**WHAT YOU HAVE TO DO:** In the records below, copy out every line exactly, from the line containing "where the interior" down to the line containing "[324, 222, 443, 555]", including both of those lines.

**DATA SECTION:**
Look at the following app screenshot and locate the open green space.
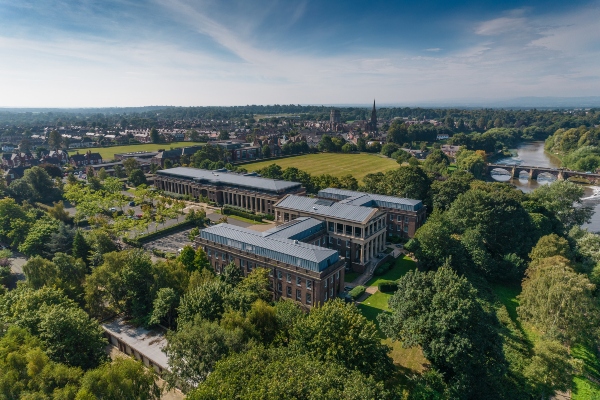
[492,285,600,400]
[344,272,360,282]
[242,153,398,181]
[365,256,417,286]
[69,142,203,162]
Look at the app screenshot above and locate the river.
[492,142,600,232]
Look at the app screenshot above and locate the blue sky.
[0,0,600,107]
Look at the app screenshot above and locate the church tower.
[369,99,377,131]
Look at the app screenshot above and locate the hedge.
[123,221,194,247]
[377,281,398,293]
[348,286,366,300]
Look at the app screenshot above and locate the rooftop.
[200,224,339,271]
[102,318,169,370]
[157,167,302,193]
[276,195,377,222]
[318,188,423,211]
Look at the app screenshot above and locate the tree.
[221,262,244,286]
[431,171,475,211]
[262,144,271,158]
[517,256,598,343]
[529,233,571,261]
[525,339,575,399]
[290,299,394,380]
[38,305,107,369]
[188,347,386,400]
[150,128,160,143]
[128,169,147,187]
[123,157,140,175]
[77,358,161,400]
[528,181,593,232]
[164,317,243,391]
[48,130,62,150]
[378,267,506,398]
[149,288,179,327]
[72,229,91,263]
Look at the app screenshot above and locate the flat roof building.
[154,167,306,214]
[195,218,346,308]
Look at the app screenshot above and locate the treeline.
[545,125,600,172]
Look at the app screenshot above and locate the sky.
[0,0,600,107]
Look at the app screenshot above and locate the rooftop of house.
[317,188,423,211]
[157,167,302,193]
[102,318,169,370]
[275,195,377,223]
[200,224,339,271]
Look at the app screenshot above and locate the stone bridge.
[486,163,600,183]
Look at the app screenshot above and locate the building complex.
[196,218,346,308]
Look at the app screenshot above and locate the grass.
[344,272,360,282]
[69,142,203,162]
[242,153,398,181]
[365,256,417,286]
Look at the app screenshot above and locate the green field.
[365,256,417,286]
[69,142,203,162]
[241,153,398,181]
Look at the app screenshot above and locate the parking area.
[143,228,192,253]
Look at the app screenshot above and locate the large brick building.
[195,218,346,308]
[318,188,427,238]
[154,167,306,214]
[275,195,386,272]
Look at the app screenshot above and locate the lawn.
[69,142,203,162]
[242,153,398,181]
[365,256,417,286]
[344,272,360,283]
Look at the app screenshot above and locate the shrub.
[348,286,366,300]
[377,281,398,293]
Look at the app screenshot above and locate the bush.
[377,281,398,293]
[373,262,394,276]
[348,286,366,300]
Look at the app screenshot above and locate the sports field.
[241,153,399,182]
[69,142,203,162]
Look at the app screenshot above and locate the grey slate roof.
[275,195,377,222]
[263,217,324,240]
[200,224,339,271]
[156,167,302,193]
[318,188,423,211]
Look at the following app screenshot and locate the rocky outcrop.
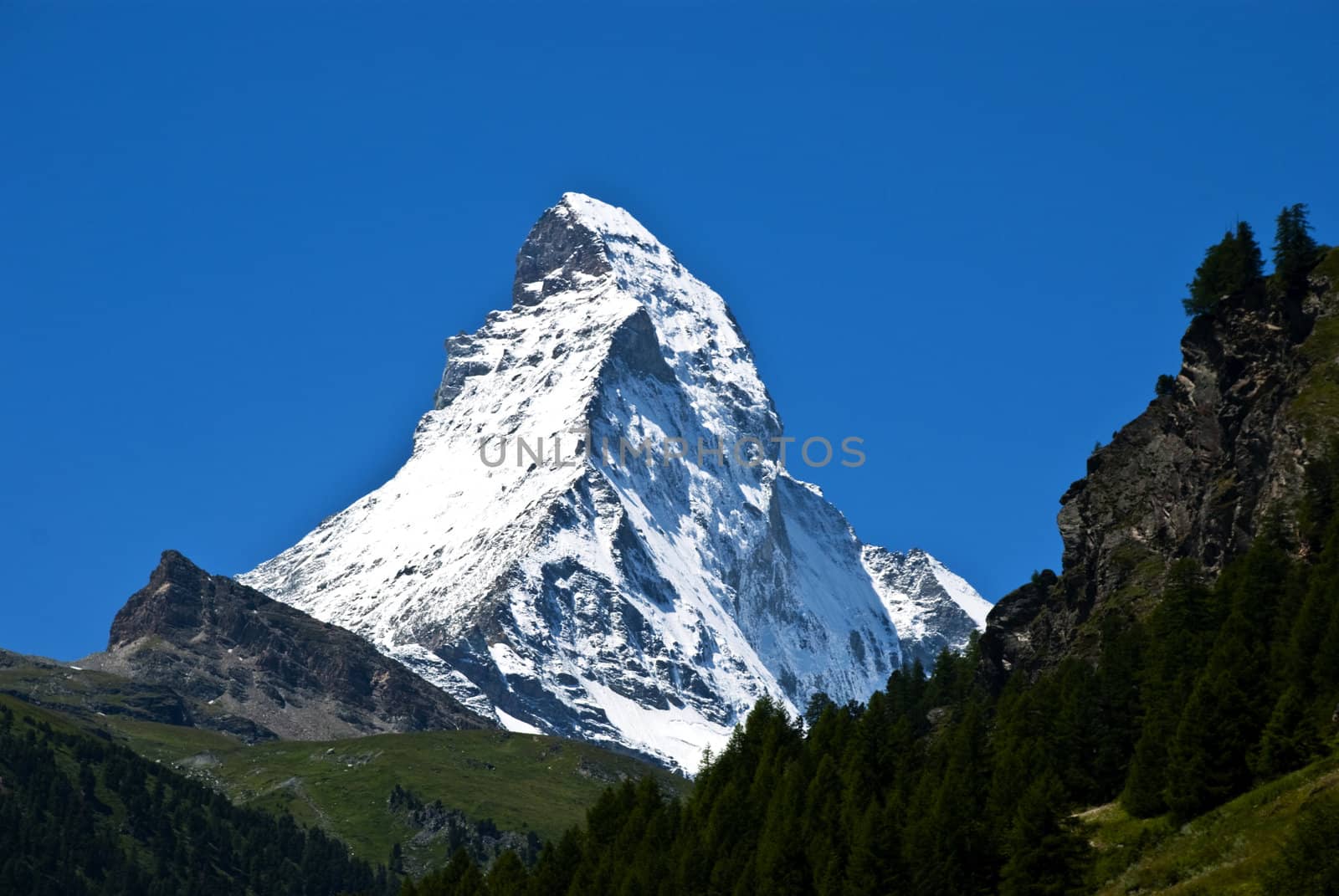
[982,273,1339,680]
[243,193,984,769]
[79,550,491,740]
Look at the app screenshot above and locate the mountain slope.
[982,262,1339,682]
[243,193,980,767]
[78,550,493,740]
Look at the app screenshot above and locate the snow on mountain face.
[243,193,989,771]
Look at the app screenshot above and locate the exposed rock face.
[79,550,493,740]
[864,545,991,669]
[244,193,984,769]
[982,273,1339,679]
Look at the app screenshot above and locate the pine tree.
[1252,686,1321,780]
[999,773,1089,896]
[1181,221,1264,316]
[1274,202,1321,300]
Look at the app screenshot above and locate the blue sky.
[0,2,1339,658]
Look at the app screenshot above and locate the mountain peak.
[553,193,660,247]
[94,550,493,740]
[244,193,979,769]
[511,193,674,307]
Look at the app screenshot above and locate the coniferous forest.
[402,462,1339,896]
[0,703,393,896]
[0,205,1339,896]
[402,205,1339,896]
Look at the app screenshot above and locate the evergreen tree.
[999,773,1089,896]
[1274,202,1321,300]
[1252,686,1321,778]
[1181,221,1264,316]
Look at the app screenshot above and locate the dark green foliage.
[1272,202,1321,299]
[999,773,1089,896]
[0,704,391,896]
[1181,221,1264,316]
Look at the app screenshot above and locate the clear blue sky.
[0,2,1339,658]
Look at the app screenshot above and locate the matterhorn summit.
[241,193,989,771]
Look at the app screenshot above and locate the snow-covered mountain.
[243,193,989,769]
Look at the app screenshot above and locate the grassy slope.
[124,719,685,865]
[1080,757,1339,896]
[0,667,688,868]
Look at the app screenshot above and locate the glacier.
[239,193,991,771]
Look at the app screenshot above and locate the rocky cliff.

* * *

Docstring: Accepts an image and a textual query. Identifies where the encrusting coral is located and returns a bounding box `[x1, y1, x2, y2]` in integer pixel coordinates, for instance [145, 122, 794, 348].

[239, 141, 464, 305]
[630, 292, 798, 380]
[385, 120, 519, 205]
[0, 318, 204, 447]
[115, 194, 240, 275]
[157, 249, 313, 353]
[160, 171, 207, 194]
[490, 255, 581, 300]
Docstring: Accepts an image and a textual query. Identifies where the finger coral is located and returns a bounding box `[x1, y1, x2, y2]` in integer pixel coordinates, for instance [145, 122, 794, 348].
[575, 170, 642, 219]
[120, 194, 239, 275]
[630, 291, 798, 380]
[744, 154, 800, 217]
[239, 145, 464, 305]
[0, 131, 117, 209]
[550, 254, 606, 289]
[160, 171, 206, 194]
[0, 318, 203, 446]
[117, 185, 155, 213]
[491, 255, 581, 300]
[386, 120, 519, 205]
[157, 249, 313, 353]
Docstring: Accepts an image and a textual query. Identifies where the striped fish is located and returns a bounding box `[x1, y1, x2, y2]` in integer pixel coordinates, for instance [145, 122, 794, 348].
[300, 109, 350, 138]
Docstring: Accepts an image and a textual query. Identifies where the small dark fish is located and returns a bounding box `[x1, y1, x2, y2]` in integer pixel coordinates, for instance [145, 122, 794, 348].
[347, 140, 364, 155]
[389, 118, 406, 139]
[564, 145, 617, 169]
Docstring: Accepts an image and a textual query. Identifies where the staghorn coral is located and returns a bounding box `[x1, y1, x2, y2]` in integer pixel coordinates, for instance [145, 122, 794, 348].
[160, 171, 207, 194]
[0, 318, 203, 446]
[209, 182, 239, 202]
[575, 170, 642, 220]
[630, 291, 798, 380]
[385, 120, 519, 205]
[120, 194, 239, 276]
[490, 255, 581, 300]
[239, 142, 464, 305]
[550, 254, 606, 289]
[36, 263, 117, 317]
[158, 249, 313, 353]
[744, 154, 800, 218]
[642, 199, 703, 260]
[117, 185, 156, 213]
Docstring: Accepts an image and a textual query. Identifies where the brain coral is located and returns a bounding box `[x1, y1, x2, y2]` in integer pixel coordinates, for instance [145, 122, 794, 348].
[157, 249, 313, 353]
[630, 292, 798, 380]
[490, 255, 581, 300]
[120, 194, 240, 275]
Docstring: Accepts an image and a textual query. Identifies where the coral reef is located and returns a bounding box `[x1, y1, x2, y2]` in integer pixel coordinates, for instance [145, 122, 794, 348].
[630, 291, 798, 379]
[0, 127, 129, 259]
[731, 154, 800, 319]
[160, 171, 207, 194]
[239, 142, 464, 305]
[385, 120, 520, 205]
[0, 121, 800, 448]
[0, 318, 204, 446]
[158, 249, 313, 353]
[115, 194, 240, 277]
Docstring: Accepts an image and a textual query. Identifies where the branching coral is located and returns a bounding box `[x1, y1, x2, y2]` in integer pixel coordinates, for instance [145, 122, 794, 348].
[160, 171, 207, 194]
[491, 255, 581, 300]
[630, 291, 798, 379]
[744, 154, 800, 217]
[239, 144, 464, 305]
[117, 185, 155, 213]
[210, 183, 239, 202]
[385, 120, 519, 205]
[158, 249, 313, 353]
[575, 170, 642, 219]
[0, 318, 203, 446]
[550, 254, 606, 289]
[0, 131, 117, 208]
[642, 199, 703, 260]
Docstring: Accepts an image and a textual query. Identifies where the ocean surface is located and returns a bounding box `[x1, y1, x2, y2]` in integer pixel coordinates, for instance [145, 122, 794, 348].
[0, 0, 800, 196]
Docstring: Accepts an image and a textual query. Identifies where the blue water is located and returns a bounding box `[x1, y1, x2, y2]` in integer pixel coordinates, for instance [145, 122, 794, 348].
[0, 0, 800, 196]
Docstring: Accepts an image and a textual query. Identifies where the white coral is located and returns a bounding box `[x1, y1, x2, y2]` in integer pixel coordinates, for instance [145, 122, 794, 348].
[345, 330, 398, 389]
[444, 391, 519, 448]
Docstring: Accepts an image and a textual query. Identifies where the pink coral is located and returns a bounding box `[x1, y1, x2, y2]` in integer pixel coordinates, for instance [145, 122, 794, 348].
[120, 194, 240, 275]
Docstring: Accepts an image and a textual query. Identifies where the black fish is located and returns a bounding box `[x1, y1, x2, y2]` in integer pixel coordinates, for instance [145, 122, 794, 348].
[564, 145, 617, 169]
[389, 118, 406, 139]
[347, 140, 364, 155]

* * *

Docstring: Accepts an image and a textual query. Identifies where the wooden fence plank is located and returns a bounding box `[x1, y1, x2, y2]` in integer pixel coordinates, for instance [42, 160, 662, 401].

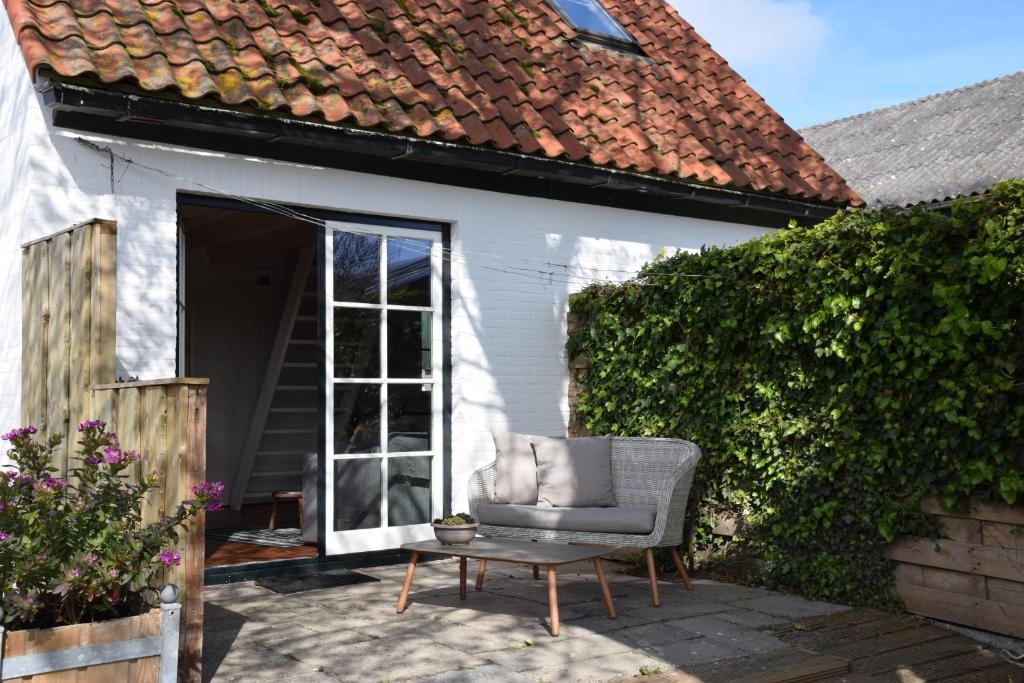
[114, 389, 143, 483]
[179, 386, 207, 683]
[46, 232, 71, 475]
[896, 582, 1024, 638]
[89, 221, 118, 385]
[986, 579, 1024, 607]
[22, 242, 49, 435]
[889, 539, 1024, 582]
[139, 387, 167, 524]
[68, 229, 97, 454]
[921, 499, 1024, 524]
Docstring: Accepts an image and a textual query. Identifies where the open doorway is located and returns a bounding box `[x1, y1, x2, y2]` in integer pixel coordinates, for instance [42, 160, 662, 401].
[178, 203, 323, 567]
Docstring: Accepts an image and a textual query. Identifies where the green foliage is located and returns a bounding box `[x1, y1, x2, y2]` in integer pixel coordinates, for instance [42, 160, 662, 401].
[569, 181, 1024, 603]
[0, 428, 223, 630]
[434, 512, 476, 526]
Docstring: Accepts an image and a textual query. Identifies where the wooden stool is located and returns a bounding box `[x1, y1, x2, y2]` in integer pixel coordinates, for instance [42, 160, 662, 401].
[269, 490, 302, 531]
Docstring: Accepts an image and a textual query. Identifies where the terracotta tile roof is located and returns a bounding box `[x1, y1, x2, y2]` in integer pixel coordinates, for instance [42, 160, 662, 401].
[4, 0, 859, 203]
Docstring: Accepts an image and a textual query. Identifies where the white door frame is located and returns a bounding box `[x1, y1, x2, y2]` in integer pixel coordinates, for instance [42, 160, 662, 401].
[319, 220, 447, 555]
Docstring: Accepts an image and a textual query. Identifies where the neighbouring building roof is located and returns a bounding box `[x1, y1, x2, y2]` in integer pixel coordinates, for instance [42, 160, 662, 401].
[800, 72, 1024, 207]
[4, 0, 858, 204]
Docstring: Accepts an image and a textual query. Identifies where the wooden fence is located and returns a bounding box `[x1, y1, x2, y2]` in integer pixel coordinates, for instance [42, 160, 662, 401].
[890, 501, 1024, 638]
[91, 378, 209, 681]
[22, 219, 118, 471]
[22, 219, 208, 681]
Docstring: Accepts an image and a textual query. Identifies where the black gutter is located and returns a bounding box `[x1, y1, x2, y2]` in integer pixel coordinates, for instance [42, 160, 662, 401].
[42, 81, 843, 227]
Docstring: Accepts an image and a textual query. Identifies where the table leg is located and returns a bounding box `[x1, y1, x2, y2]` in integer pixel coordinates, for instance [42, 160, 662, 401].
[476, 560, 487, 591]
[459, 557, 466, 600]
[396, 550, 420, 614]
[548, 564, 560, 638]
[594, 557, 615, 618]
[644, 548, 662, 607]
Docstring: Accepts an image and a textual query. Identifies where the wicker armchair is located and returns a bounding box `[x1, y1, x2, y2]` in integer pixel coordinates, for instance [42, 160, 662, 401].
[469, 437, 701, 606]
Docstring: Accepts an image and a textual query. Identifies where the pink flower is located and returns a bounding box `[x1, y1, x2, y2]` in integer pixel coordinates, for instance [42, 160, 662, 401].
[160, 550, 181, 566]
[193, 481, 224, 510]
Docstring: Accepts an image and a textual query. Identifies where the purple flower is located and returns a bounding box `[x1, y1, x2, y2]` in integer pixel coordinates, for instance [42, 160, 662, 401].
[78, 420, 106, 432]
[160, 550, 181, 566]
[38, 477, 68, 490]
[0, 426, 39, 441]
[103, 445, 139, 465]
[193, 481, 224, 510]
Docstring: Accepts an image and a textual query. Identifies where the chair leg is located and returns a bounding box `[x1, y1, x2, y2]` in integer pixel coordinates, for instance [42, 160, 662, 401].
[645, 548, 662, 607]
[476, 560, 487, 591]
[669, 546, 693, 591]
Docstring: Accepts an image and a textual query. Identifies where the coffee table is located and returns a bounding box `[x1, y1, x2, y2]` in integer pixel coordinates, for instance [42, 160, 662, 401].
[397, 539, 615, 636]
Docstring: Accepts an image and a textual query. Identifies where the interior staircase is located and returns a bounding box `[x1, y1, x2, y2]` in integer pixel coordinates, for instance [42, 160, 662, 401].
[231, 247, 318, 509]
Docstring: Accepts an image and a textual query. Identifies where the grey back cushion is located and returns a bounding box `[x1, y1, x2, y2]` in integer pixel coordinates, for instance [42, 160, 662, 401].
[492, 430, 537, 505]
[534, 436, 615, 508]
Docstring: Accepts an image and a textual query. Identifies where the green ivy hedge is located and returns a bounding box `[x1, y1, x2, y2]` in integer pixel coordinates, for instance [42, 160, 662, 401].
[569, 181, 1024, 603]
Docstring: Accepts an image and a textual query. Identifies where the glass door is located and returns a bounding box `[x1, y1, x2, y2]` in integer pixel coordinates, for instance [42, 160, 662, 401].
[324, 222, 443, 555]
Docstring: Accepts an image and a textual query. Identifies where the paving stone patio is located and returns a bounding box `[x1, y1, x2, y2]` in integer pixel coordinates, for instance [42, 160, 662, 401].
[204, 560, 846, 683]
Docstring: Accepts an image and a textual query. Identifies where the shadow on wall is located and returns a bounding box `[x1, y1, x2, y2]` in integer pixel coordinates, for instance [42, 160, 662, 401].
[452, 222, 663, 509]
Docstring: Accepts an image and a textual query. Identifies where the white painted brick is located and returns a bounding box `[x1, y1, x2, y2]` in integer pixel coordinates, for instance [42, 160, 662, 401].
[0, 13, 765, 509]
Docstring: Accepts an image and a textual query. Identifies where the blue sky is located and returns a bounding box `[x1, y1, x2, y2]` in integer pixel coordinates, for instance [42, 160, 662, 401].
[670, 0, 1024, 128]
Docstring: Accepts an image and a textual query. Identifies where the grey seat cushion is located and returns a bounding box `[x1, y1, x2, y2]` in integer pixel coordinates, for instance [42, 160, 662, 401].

**EXPECTED OUTPUT:**
Docstring: Accepts an image and a textual query. Identifies where the interior staircase is located and returns a bounding box `[x1, y1, x2, y2]` in integer pixel coordinates, for instance [42, 160, 662, 401].
[231, 247, 318, 509]
Docstring: Accepts an image and a textual query. Identifies where the grey back cushion is located and returns a bounding box `[x1, y1, x2, y2]` in integer pixel coordinates, for instance [42, 160, 662, 401].
[492, 430, 537, 505]
[534, 436, 615, 508]
Docstring: Accepts an image and a textual query. Identifies where the green ivy hedge is located and returns a bounding box `[x1, y1, x2, y2]` in integer pixel coordinates, for instance [42, 160, 662, 401].
[569, 181, 1024, 603]
Docstring: Accepts an image and a textual query. Identifies where the glass door is located and returns a bounding box `[x1, y1, x2, y2]` in integer pixel coordinates, for instance [42, 160, 662, 401].
[324, 222, 443, 555]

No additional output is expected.